Check your understanding:
(a) Repeat the passage about the boy who plays football word for word, everything from "When his side" down to "his head again.".
(b) Finish out the next part of the passage about the boy who plays football, continuing from its final sentence.
━━━━━ Source document
Every boy’s a bit special
His eight-year-old son is showing precocious ability at football, striking the ball perfectly with both feet and more than holding his own in matches with lads two years and more his senior.
Someone with a lot of experience in the game saw him playing recently and remarked on his extraordinary balance and composure on the ball.
And the boy clearly knows he’s a bit special. The proud and, if truth be told, slightly bemused dad told me about a recent incident which, he laughed, just about summed up where his son’s head is at.
When his side won a free-kick, the coach shouted at the kid to float one towards the back post. The boy, standing over the ball, simply looked at him and silently shook his head. Annoyed, the coach shouted the instruction a bit louder. The boy smiled and shook his head again.
Then he faked to do just what he’d been told but, right at the end of his run-up, caught the opposition entirely off balance by suddenly playing a disguised and perfectly weighted pass into the path of an overlapping and unmarked team mate.
━━━━━━━━━━
━━━━━ Information provided
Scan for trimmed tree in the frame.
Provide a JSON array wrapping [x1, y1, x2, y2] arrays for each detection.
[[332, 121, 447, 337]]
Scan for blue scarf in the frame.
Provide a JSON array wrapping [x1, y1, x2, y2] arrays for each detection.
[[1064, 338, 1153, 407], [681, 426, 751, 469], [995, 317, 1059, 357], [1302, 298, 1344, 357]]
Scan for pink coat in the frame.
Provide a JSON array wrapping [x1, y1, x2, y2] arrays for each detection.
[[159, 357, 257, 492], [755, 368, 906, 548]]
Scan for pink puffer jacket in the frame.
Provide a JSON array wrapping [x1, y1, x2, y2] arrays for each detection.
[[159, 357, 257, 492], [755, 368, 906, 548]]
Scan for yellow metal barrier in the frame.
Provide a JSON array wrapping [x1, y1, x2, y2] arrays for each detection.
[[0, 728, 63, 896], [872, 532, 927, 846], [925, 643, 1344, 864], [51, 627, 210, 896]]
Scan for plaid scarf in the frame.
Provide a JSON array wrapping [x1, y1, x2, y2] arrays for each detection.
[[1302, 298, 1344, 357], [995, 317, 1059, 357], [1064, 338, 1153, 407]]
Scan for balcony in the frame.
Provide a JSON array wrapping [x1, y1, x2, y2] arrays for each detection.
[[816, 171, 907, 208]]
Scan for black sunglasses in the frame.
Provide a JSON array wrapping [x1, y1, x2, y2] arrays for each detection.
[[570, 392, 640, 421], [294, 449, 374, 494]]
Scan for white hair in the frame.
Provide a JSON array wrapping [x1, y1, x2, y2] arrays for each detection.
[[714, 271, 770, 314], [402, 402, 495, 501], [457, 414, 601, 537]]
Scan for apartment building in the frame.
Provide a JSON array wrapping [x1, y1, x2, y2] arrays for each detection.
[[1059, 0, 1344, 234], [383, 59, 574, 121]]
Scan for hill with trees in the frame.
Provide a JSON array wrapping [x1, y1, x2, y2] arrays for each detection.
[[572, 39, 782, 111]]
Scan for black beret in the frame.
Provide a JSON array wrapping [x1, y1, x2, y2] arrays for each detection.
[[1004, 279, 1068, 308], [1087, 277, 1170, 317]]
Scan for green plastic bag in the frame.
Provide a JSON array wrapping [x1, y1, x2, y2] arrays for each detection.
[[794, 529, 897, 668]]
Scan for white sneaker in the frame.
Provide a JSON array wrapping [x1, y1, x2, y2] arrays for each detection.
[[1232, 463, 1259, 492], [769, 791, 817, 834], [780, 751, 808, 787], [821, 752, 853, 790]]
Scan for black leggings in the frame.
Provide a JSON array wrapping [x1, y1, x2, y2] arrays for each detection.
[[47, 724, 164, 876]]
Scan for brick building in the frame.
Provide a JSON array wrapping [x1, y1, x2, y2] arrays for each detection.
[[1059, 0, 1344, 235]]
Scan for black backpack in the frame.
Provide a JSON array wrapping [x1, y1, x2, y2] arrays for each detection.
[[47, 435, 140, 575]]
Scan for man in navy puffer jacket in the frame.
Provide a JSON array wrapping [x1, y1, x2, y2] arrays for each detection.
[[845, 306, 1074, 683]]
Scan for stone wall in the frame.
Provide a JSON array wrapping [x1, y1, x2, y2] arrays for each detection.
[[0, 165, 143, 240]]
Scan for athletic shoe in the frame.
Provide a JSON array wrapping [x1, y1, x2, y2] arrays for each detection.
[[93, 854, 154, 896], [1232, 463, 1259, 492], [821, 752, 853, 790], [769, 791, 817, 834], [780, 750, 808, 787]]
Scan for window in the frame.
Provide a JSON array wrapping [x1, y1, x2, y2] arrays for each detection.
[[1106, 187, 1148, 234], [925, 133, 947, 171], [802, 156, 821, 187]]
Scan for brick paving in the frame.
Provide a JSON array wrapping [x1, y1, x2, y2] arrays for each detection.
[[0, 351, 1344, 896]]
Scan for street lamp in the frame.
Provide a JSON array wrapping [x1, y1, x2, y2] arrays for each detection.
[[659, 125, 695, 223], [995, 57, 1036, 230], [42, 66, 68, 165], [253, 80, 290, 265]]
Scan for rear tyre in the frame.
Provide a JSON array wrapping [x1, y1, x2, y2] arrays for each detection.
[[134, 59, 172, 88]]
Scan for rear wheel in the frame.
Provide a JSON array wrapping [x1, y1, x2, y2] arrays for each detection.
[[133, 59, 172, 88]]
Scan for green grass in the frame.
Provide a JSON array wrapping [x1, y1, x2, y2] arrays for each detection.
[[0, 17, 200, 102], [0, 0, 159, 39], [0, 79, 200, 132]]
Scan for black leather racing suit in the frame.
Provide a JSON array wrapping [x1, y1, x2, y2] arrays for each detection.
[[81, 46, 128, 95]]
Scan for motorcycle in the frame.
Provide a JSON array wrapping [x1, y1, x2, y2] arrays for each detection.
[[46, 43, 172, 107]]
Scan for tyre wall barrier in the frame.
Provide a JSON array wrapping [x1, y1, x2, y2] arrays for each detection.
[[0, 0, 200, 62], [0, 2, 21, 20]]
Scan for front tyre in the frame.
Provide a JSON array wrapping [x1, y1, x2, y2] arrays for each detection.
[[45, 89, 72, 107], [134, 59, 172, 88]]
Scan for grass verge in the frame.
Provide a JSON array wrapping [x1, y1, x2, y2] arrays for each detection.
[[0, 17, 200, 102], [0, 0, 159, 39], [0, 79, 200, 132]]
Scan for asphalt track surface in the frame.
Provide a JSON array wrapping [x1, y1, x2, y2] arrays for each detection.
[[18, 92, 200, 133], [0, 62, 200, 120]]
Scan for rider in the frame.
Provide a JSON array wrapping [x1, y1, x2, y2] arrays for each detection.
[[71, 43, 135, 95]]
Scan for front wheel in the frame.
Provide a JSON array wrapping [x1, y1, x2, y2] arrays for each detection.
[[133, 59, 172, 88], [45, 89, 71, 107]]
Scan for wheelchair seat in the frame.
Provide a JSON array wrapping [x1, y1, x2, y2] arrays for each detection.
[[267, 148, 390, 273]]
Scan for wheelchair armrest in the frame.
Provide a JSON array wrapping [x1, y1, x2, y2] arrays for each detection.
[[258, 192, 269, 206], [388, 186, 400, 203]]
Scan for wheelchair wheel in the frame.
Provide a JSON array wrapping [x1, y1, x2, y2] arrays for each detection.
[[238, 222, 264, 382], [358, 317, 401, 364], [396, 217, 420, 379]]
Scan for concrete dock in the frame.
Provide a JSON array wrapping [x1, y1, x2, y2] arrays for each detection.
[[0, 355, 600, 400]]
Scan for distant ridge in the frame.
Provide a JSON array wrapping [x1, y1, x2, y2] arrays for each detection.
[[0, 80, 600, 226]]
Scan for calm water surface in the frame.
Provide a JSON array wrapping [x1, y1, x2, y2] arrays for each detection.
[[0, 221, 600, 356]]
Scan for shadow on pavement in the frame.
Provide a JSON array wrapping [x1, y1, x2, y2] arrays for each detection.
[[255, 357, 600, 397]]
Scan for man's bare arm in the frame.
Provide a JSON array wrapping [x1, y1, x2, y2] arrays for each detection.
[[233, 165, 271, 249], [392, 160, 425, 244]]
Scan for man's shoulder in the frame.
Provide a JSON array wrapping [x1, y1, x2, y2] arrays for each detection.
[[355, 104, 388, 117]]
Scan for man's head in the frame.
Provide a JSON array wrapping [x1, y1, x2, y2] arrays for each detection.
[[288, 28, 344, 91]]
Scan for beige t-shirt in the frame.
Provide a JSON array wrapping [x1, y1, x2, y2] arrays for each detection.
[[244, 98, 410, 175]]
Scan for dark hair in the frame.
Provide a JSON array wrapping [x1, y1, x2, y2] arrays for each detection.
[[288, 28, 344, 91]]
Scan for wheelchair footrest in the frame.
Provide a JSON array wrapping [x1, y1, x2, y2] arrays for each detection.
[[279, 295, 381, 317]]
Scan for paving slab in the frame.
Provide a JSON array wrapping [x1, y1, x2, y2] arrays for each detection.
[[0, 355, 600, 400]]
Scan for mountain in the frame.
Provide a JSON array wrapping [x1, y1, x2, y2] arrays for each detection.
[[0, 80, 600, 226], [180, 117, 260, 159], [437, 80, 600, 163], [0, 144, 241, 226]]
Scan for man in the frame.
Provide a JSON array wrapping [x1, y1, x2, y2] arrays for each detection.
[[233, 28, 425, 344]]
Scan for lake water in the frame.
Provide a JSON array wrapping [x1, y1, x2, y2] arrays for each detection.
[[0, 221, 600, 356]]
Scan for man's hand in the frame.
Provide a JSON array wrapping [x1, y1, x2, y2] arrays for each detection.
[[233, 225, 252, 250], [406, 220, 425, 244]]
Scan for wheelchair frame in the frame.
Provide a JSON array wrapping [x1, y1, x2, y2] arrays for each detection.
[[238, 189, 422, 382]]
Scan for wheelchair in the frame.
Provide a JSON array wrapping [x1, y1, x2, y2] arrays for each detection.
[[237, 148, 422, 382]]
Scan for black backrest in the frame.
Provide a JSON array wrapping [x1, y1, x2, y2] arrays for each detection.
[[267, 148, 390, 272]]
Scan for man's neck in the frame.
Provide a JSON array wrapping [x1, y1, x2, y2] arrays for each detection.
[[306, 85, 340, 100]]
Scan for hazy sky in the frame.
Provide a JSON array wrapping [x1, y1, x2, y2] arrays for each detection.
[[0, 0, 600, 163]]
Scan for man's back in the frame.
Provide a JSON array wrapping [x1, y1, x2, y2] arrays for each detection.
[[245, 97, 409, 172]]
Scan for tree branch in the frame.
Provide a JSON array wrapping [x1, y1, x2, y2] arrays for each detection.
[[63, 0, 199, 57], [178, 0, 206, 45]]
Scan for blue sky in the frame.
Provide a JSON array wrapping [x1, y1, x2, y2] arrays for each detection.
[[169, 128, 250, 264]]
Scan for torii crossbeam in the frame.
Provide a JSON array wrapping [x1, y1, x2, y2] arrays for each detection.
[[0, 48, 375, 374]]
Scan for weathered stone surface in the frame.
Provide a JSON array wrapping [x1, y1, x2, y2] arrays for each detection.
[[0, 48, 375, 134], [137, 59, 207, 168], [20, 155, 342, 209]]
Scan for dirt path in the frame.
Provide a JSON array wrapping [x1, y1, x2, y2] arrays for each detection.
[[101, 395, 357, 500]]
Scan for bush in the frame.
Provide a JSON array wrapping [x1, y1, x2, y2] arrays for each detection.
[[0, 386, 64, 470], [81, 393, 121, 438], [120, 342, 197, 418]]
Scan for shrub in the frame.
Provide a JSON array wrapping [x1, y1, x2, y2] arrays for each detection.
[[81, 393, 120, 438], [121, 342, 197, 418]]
━━━━━━━━━━
Expected responses:
(a)
When his side won a free-kick, the coach shouted at the kid to float one towards the back post. The boy, standing over the ball, simply looked at him and silently shook his head. Annoyed, the coach shouted the instruction a bit louder. The boy smiled and shook his head again.

(b)
The coach was still shouting out his useless instructions as the ball whizzed into the back of the net. The architect of the goal then performed a celebration which involved him dancing, laughing uproariously and jabbing his fingers jeeringly in the direction of the poor old gaffer who, once he’d gotten a few choice oaths out of the way under his breath, just had to grin and bare it.
As the boy’s father told his story, my mind flashed to that sensational footage of Lionel Messi running rings around the opposition when he was just ten years old – and then, after the game, further entertaining his team-mates with a lengthy display of single-footed keepy-uppy. (You can check it out on YouTube. Enjoy).
Now, I don’t want to put any pressure on this young lad in Dublin but let’s just say that I know his name and maybe I’ll stick a few bob on him to score for Ireland in the 2022 World Cup. Or maybe not.
After all, he’ll be an ancient 20 by then and who knows if he’ll even still be playing football let alone inspiring another generation of eight-year-olds to try to follow in his footsteps.
We all know the guy who was the best footballer in the whole school and was never heard of again.
Or the burgeoning talent cut down prematurely by injury or illness.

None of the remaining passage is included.